■ **Exercício breve 1**
Copie do texto sobre a investigação da PGR o trecho que vai de "Citado (obviamente) pelo" até "acção ou omissão.".
■ **Exercício breve 2**
No texto sobre a investigação da PGR, em quanto foi o Estado lesado?
■ **Exercício breve 3**
Retome o texto sobre a investigação da PGR a partir do ponto em que termina.

■ **Excerto para leitura**

A Procuradoria-Geral da República (do MPLA) abriu – tanto quanto diz a máquina de fabrico de boas intenções – uma investigação sobre o caso em que o Estado foi lesado em 4.700 milhões de dólares (4.100 milhões de euros) com investimentos privados feitos com fundos públicos.
Citado (obviamente) pelo Jornal de Angola, o general Hélder Pitta Grós indicou que a PGR está a recolher toda a documentação necessária (o que poderá levar muito tempo) para depois chamar os cidadãos envolvidos no desvio do dinheiro do Estado. Seria bom chamar também os que permitiram esse desvio, seja por acção ou omissão.
“Quando se chegou à conclusão de que havia utilização irregular dos recursos, identificaram-se logo algumas pessoas, mas é necessário que tenhamos toda a documentação e ouvi-los sobre a situação”, disse Hélder Pitta Grós, que acredita que alguns processos que estão a ser investigados “terão uma solução rápida”.

■ **Material fornecido**
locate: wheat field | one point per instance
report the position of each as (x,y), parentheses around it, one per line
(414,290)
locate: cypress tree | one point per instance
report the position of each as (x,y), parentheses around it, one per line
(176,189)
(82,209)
==
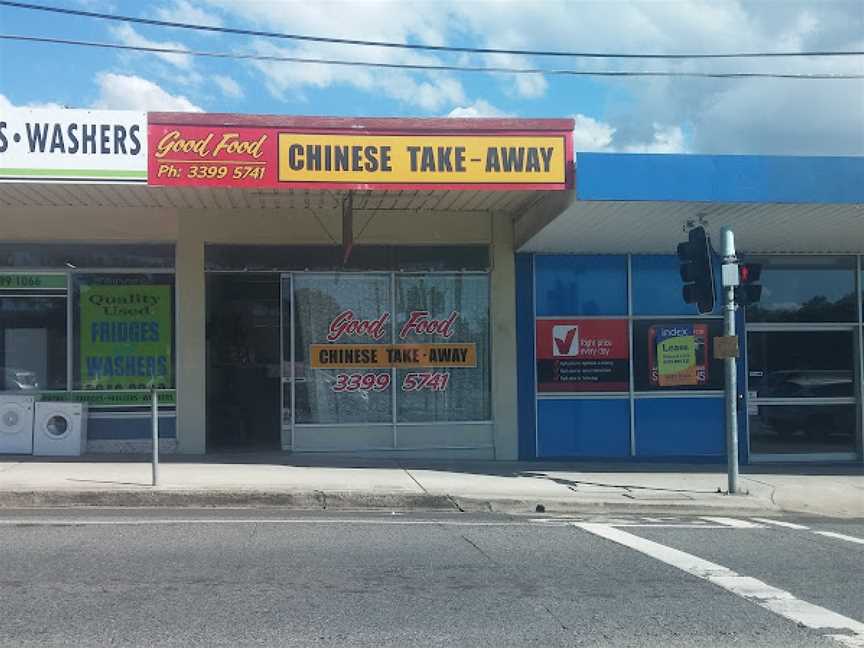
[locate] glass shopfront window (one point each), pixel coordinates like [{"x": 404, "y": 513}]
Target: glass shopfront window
* * *
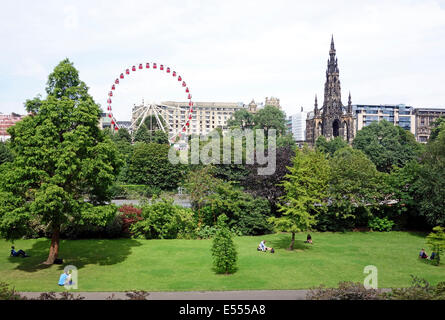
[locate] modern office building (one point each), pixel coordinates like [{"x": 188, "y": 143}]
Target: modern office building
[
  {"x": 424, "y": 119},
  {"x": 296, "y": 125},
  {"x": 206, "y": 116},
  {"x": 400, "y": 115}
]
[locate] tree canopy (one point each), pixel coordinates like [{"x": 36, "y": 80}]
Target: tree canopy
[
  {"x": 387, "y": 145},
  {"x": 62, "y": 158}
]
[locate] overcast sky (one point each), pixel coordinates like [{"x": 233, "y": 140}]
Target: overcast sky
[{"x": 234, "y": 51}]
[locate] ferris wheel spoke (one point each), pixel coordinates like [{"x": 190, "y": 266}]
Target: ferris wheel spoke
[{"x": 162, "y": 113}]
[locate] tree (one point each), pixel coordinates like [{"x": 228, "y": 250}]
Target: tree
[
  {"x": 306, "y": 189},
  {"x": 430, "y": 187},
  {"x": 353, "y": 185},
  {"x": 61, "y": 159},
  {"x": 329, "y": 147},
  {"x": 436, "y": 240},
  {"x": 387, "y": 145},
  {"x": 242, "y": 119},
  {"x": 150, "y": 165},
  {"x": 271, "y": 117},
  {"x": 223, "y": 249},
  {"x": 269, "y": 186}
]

■ **Resposta escrita 1**
Citado (obviamente) pelo Jornal de Angola, o general Hélder Pitta Grós indicou que a PGR está a recolher toda a documentação necessária (o que poderá levar muito tempo) para depois chamar os cidadãos envolvidos no desvio do dinheiro do Estado. Seria bom chamar também os que permitiram esse desvio, seja por acção ou omissão.

■ **Resposta escrita 2**
Em 4.700 milhões de dólares (4.100 milhões de euros).

■ **Resposta escrita 3**
“Os processos não são iguais. Alguns casos podem ter uma solução mais rápida e pode acontecer que alguns casos possam não seguir a via judicial. Os processos em posse da PGR continuam a correr a sua tramitação normal”, afirmou o PGR.
Hélder Pitta Grós indicou que, em 40 anos, a PGR (do MPLA) procurou afirmar-se, realizando as suas competências constitucionais, embora nem tudo tem sido fácil.
“Tem havido muitos obstáculos, dentro e fora da PGR, mas temos conseguido vencê-los com muito empenho”, disse, reconhecendo que nem sempre as acções da PGR agradam a todos.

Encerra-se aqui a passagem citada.